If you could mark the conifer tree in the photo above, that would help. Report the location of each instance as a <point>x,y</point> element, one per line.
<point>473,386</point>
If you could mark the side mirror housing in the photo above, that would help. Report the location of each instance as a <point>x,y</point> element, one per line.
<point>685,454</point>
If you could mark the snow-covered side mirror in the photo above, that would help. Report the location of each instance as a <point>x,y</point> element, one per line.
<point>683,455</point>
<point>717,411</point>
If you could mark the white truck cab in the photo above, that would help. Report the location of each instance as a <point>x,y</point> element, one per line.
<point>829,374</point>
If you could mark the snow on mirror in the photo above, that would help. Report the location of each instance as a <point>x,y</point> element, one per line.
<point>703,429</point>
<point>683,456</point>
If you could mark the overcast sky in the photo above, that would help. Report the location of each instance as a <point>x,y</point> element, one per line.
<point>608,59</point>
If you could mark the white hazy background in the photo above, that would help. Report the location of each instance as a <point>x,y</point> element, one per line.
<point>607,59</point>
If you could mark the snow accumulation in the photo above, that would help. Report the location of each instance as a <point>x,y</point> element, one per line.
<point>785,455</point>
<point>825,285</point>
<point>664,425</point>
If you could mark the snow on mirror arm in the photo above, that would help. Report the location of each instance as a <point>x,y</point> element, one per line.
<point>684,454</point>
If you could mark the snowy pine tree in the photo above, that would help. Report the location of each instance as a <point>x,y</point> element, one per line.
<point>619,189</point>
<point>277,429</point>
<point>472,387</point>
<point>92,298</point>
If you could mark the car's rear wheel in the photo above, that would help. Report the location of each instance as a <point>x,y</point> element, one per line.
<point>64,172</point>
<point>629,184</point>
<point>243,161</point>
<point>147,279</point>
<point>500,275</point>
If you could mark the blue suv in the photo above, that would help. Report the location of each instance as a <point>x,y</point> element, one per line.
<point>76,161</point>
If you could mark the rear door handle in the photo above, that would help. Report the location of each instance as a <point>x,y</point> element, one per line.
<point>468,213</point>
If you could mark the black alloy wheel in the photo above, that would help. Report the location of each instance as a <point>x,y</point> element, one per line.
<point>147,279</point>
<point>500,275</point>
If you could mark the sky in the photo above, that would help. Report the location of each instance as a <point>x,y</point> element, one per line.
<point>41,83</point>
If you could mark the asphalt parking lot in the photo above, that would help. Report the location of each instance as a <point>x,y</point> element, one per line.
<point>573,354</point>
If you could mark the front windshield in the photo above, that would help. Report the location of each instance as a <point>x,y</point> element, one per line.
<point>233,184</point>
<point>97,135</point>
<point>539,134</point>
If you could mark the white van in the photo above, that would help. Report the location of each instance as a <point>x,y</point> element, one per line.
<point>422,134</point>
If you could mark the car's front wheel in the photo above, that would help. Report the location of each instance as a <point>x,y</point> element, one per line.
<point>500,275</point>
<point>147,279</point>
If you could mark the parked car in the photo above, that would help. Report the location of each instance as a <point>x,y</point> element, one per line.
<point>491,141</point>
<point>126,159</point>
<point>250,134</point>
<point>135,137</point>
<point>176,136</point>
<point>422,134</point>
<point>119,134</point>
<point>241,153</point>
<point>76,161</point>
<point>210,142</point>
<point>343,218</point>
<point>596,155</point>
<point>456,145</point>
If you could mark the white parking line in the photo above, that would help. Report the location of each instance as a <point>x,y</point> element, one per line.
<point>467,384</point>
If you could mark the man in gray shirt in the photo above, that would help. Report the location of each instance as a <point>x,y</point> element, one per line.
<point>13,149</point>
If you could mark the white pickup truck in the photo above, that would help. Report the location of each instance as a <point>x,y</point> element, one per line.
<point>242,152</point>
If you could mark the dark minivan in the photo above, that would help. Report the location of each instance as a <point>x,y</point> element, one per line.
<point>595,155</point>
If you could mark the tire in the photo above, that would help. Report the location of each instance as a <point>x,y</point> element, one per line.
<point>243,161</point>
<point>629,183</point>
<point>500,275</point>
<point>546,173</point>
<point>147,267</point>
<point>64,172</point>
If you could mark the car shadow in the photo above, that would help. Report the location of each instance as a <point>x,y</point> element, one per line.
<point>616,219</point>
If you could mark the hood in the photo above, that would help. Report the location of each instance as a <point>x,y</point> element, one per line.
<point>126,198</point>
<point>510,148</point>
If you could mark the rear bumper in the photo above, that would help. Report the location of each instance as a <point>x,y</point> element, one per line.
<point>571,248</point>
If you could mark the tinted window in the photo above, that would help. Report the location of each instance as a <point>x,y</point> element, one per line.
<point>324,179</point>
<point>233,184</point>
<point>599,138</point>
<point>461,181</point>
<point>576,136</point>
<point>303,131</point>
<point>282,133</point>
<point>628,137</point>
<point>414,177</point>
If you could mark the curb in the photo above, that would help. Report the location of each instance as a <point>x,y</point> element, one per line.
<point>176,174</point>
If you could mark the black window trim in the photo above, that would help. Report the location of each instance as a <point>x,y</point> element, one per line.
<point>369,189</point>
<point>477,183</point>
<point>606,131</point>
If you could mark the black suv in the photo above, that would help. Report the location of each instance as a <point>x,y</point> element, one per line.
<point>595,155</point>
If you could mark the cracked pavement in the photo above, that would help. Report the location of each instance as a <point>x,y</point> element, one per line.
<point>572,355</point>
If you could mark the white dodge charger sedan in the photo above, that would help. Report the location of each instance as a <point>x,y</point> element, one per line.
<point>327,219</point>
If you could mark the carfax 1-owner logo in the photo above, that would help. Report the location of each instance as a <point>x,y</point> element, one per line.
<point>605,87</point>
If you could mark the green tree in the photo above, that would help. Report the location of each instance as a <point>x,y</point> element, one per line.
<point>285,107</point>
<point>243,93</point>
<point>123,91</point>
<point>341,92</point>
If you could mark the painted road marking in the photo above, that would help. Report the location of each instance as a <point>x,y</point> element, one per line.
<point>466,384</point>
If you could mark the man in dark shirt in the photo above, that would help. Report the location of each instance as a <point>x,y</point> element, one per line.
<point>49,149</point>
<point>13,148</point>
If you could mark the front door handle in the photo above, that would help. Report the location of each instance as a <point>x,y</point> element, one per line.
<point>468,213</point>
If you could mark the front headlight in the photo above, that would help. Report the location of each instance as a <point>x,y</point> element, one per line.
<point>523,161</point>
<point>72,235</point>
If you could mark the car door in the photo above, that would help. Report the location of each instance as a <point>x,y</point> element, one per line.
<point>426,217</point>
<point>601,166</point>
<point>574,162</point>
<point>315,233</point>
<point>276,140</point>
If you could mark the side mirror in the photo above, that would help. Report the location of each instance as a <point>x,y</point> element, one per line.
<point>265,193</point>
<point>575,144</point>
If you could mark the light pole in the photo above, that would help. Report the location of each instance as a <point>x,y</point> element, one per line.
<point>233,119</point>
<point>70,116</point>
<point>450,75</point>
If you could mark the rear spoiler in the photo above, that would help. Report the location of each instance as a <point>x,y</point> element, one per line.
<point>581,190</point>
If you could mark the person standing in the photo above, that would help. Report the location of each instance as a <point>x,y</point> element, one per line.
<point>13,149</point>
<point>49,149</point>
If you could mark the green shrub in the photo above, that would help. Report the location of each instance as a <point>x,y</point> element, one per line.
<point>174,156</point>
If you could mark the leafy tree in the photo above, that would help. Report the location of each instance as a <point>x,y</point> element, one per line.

◆ ◆ ◆ ◆ ◆ ◆ ◆

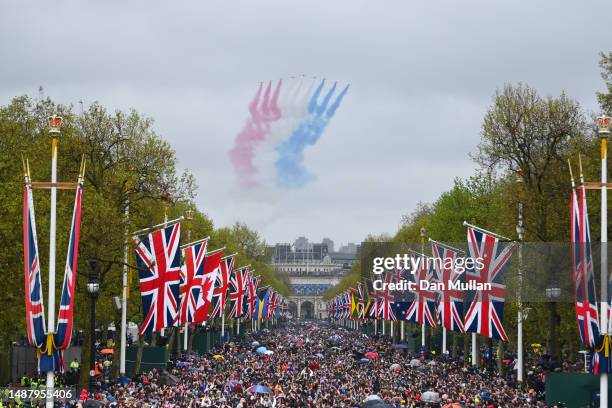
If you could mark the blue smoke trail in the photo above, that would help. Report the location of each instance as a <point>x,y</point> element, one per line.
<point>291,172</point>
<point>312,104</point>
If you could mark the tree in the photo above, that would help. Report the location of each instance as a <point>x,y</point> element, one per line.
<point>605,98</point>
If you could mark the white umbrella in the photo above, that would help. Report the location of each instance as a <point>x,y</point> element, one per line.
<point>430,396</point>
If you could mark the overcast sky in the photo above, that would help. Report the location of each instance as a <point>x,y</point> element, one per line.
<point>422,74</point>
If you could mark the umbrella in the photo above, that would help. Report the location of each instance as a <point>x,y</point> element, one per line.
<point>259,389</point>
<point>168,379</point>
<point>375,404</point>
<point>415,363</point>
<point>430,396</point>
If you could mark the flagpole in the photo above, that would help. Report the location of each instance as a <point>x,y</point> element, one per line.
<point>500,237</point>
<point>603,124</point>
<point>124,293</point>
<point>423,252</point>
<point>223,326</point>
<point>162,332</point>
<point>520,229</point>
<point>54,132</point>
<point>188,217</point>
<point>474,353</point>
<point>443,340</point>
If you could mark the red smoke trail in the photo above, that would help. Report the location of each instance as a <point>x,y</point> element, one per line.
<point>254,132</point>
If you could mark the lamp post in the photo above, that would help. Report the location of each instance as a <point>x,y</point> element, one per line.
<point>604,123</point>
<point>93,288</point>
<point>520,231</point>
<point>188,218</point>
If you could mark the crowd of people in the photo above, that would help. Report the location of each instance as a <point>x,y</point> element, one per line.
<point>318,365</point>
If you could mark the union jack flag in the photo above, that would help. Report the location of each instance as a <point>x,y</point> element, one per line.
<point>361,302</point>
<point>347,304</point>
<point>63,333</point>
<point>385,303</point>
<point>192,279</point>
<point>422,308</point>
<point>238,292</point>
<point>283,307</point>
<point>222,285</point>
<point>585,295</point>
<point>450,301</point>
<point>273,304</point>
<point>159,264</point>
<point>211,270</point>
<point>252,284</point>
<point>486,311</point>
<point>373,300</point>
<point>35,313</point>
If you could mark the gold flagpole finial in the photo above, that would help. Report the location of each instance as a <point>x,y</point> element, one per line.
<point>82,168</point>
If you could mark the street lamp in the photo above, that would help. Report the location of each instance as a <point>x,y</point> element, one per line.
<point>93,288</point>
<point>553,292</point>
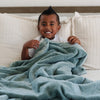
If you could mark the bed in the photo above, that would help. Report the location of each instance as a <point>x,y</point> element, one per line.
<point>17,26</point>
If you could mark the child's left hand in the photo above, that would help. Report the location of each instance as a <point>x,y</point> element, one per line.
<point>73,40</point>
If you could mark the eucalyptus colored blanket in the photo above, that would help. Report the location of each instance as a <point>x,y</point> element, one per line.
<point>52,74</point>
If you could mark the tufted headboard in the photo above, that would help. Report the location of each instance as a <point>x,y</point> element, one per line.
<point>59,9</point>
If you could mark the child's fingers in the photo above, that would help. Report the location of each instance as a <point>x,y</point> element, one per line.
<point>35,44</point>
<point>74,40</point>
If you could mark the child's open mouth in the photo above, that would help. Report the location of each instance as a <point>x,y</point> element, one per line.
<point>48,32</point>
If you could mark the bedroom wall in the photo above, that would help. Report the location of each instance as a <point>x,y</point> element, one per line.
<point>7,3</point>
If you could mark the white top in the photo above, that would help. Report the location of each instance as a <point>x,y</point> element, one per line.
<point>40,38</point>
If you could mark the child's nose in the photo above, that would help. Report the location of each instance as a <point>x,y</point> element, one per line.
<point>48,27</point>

◆ ◆ ◆ ◆ ◆ ◆ ◆

Copy the rows verbatim, beginning with the line containing "If you could mark the white parking" and ending after the line containing "<point>467,384</point>".

■ OUTPUT BELOW
If you could mark the white parking line in the photo above, that would help. Report the location of each instance as a <point>x,y</point> element, one per line.
<point>467,384</point>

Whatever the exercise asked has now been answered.